-- Task description --
From the records below, copy each line that has the word "long" in it.
*** Begin section ***
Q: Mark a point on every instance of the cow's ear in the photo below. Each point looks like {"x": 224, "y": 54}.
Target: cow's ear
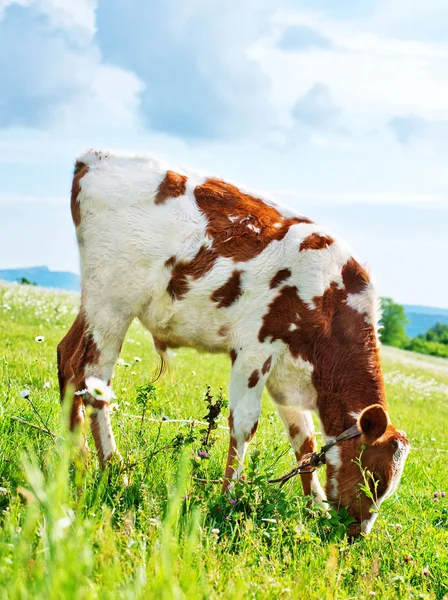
{"x": 373, "y": 421}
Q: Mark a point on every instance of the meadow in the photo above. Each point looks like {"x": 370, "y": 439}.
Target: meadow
{"x": 157, "y": 526}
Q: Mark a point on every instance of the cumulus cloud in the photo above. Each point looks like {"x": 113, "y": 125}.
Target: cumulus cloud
{"x": 50, "y": 79}
{"x": 408, "y": 129}
{"x": 317, "y": 109}
{"x": 302, "y": 37}
{"x": 201, "y": 81}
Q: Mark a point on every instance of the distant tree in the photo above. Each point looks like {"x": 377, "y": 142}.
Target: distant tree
{"x": 438, "y": 333}
{"x": 25, "y": 281}
{"x": 393, "y": 332}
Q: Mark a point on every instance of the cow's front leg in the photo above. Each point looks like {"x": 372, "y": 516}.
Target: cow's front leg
{"x": 247, "y": 381}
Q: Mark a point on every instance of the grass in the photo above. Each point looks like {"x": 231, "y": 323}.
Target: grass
{"x": 68, "y": 531}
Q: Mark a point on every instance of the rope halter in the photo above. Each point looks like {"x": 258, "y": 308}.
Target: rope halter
{"x": 313, "y": 460}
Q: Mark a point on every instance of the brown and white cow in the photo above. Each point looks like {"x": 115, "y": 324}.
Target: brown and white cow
{"x": 205, "y": 264}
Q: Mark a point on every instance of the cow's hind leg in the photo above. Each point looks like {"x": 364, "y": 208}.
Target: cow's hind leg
{"x": 91, "y": 348}
{"x": 247, "y": 380}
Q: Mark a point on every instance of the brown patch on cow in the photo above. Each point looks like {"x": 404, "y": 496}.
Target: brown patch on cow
{"x": 337, "y": 341}
{"x": 377, "y": 457}
{"x": 223, "y": 331}
{"x": 80, "y": 170}
{"x": 266, "y": 365}
{"x": 230, "y": 421}
{"x": 240, "y": 225}
{"x": 199, "y": 266}
{"x": 233, "y": 355}
{"x": 253, "y": 430}
{"x": 170, "y": 262}
{"x": 160, "y": 345}
{"x": 315, "y": 241}
{"x": 293, "y": 430}
{"x": 173, "y": 186}
{"x": 279, "y": 278}
{"x": 354, "y": 277}
{"x": 228, "y": 293}
{"x": 254, "y": 378}
{"x": 75, "y": 351}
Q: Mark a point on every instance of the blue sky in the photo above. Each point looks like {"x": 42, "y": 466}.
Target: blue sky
{"x": 338, "y": 108}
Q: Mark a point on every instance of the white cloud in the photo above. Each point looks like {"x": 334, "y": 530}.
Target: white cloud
{"x": 433, "y": 201}
{"x": 370, "y": 75}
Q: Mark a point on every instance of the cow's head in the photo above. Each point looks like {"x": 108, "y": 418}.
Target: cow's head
{"x": 375, "y": 458}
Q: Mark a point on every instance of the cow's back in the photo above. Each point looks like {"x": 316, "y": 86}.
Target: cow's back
{"x": 199, "y": 260}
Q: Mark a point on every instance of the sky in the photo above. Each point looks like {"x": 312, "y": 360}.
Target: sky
{"x": 339, "y": 109}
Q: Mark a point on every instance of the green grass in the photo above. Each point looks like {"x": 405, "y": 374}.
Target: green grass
{"x": 68, "y": 531}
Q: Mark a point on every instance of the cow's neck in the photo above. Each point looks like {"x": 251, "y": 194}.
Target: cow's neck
{"x": 342, "y": 395}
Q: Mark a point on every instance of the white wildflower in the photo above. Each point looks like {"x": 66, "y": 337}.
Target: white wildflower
{"x": 99, "y": 389}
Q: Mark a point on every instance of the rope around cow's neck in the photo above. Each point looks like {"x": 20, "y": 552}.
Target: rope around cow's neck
{"x": 312, "y": 461}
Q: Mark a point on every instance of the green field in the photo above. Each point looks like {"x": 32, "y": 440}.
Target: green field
{"x": 145, "y": 529}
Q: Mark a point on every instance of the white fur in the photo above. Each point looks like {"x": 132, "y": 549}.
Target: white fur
{"x": 125, "y": 239}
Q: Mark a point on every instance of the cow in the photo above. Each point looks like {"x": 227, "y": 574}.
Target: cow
{"x": 207, "y": 264}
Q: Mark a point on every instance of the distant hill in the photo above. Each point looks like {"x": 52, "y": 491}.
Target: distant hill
{"x": 422, "y": 318}
{"x": 44, "y": 277}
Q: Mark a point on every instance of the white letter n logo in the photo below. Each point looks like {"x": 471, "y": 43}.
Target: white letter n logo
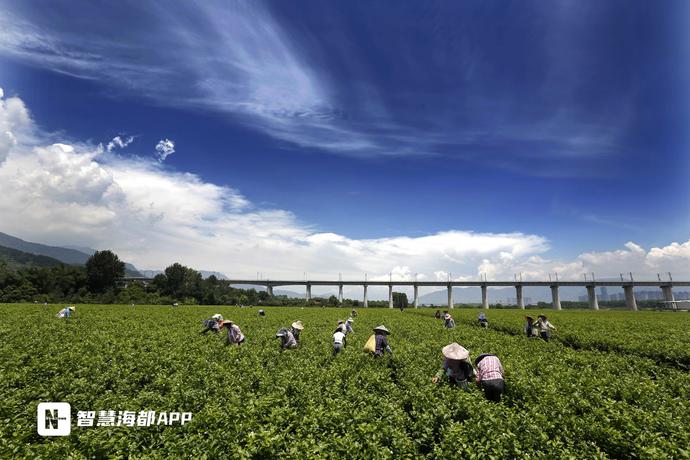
{"x": 54, "y": 419}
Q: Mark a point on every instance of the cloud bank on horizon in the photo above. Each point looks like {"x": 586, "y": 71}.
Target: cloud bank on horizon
{"x": 77, "y": 193}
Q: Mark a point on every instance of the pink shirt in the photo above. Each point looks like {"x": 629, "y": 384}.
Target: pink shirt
{"x": 489, "y": 368}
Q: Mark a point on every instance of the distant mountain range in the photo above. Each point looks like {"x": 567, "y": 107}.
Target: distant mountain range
{"x": 16, "y": 259}
{"x": 46, "y": 256}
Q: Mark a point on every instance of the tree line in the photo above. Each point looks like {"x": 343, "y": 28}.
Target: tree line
{"x": 100, "y": 281}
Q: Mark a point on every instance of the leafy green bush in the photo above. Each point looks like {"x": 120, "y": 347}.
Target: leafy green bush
{"x": 254, "y": 401}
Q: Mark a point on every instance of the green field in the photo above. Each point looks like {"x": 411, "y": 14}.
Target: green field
{"x": 610, "y": 384}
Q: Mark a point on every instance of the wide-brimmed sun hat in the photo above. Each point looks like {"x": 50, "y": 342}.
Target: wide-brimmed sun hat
{"x": 382, "y": 328}
{"x": 455, "y": 351}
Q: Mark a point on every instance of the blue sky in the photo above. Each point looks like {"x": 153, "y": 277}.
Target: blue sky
{"x": 563, "y": 120}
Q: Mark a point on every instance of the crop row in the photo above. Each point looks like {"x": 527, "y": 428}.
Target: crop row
{"x": 662, "y": 337}
{"x": 255, "y": 401}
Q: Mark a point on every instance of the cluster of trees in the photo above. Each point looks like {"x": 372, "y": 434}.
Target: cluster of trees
{"x": 100, "y": 281}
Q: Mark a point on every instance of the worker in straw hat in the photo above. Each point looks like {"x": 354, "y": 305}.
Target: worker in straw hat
{"x": 490, "y": 376}
{"x": 348, "y": 325}
{"x": 214, "y": 324}
{"x": 448, "y": 321}
{"x": 297, "y": 328}
{"x": 340, "y": 327}
{"x": 287, "y": 338}
{"x": 457, "y": 368}
{"x": 235, "y": 336}
{"x": 544, "y": 326}
{"x": 381, "y": 341}
{"x": 339, "y": 341}
{"x": 66, "y": 312}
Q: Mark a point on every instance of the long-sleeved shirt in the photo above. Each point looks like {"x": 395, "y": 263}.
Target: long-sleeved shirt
*** End section ***
-- Completed exercise --
Q: Mark a point on every instance of the long-sleeved shirt in the photo above. Each point looks like {"x": 395, "y": 263}.
Target: long-sleeved shirt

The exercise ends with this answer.